**Request**
Write out again the lines between the one holding "Note: for every instance of the grass" and the one holding "[[301, 618]]", inclusive, with the requests included. Scale every coordinate in the answers by 2.05, rounding to whole numbers with halves going up, and give only those lines.
### Input data ###
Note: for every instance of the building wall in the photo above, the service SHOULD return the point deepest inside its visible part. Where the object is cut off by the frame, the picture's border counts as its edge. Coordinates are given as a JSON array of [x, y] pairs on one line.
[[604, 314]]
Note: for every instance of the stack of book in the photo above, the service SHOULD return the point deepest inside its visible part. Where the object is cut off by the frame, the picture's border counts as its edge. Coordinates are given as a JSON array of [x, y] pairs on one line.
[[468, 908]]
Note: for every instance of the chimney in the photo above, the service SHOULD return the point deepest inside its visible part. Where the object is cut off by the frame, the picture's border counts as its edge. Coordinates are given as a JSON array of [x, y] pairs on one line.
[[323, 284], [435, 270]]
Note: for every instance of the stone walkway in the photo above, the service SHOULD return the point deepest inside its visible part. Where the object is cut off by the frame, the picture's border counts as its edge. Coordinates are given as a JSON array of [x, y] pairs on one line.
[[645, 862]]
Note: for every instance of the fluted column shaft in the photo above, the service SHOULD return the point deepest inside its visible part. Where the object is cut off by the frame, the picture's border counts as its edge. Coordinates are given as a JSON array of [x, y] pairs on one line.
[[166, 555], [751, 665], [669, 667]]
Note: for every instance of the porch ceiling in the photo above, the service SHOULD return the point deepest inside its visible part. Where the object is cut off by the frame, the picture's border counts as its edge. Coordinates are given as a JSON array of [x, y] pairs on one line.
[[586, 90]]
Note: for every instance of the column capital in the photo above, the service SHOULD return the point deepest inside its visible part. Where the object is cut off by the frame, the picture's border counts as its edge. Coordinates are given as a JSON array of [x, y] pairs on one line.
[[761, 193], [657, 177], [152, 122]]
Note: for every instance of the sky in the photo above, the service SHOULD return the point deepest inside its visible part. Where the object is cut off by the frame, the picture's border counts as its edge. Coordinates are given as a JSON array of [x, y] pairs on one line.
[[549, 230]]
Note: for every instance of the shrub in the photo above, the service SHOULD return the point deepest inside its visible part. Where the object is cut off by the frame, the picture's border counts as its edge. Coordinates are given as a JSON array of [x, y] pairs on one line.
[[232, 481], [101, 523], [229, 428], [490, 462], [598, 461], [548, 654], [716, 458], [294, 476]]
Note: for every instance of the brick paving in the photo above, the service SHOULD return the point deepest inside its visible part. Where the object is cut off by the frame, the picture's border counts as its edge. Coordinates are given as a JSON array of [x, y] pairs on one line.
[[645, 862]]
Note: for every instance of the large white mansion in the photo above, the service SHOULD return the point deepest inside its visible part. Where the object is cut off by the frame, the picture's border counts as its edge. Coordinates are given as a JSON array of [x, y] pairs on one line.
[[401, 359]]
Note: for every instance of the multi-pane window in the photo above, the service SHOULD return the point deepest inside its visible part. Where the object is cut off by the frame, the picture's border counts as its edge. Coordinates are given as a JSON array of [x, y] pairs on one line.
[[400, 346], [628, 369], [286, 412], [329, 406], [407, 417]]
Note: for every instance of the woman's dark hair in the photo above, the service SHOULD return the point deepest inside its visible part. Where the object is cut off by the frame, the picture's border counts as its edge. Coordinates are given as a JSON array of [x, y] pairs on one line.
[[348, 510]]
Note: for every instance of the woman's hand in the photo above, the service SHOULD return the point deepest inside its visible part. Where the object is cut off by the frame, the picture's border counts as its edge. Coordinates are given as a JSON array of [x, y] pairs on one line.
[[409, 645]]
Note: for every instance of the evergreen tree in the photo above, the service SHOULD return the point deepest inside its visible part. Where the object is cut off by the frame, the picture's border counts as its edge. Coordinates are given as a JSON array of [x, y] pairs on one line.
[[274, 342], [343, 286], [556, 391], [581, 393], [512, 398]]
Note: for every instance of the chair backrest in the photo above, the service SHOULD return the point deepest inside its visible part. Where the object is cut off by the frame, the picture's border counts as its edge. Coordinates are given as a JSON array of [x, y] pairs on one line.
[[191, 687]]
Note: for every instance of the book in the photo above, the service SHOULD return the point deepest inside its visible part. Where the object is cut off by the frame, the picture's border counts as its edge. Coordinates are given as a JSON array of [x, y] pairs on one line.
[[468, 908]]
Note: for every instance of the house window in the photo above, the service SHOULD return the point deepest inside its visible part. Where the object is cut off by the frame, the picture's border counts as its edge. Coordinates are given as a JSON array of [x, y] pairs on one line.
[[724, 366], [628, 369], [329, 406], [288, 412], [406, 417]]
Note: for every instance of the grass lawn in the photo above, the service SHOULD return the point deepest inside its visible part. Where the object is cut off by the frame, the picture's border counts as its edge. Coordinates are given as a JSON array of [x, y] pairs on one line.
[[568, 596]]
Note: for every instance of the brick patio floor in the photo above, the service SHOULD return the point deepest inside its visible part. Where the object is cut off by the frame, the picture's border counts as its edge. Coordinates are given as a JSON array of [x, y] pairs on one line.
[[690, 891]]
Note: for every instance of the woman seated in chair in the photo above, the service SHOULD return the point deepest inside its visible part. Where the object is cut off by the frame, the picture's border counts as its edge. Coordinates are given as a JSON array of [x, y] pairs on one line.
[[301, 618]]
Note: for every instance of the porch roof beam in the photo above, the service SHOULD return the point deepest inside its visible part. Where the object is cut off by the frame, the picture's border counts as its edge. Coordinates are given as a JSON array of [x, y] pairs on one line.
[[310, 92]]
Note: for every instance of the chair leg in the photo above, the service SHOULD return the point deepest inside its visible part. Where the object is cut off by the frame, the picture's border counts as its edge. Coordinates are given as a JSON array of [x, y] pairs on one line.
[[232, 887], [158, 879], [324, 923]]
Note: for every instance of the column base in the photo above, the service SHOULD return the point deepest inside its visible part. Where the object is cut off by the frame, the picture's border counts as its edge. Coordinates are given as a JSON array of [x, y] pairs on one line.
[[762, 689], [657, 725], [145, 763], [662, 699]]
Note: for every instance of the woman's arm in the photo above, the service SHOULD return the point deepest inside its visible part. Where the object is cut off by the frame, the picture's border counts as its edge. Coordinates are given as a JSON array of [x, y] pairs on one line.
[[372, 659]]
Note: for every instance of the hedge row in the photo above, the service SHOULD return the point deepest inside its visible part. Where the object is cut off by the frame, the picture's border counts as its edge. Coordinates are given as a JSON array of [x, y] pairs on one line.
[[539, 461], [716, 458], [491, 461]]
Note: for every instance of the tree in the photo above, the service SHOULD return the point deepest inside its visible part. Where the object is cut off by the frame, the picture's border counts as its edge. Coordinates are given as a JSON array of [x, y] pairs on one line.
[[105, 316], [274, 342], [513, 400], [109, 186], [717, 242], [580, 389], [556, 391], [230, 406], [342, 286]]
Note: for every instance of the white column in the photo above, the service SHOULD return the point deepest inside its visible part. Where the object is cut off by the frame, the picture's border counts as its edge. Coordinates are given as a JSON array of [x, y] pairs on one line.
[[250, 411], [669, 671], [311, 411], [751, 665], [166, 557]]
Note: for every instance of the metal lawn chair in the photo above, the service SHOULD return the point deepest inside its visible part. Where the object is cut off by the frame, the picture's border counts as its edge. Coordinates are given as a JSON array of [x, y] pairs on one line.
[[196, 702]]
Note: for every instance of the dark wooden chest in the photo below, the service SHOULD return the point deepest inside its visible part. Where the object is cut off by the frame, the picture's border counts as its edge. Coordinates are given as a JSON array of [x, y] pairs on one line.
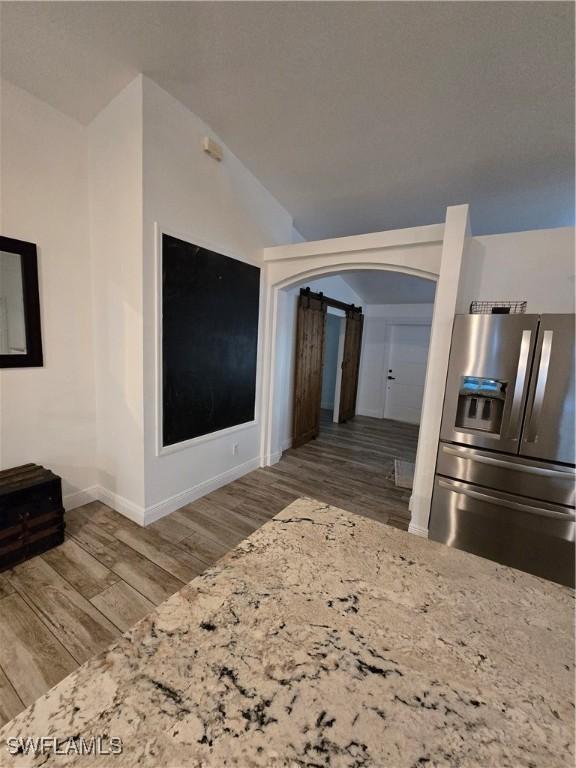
[[31, 513]]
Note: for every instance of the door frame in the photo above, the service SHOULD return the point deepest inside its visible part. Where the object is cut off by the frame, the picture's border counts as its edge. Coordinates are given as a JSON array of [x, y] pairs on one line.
[[387, 337], [434, 252]]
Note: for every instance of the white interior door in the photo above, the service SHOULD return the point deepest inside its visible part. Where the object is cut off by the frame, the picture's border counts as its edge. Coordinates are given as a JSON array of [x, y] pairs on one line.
[[406, 372]]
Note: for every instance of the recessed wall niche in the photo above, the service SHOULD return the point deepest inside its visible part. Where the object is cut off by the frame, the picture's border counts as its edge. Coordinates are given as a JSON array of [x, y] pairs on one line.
[[210, 305]]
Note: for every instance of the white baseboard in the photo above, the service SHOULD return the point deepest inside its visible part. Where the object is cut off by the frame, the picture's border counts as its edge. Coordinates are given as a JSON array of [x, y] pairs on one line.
[[79, 498], [128, 508], [376, 414], [146, 515], [417, 530], [171, 504]]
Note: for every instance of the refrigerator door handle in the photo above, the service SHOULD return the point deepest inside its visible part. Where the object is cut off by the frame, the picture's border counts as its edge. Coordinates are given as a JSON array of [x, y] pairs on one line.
[[543, 367], [528, 468], [516, 410], [515, 505]]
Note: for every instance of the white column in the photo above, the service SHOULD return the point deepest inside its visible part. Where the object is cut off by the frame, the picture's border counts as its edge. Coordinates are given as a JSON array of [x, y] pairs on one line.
[[455, 234]]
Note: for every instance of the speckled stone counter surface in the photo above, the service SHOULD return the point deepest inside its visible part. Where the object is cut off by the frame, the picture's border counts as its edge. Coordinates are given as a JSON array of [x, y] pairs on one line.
[[327, 639]]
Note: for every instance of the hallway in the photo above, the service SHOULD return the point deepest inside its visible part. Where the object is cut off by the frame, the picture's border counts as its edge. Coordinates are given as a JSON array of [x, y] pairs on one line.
###
**Solved exercise**
Note: for every instance of the grass lawn in the photo above, the service SHOULD return the point deepest inside its visible part. Where the object is cut off by the frame, the picture's border counts as its edge. Coordinates are given as a JSON array of [x, y] pairs on one line.
[[1164, 1222]]
Note: for every instance of the brick patio floor in the photo above, the service SHOULD return the point deepest inside its visible part. Where the object is cut off by the frame, the picture's border counts as its edge. Coordinates are given as a JSON array of [x, y] pairs on one line.
[[1415, 1827]]
Note: for every instance of the woman seated in chair in the photo above, the service SHOULD return the point deepest inside its visible part. Where the object is cut off by the frame, the picture's border counts as its edge. Coordinates are given as a JSON array of [x, y] pairs on one line.
[[617, 1267]]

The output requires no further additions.